Object pointing dataset lines:
# # # # # # #

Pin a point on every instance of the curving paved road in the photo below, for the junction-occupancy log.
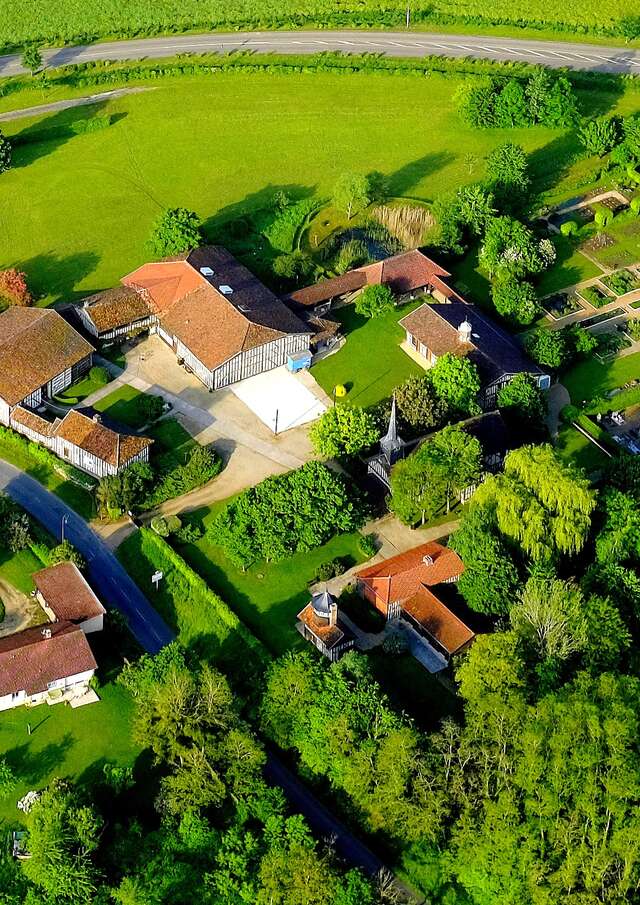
(108, 577)
(556, 54)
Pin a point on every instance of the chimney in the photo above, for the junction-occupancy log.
(464, 332)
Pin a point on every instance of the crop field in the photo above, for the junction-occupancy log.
(76, 212)
(69, 21)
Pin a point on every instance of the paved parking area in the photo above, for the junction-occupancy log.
(280, 399)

# # # # # # #

Exercise aim
Please reproduce all of the lines above word for word, but omit the pictures.

Right answer
Pin a point on every instance of the curving paved road in the photo below, for the junction-occupancy log.
(108, 577)
(556, 54)
Pin a point on every instance of the chimney in the photo above, for the junction-occupancy log.
(464, 332)
Pin a point on every instance of the crop field in the photo above, for the junction-occupancy log.
(76, 212)
(69, 21)
Pin a point on every instance of the paved parking area in the photo above, for the junction-occupancy log.
(280, 399)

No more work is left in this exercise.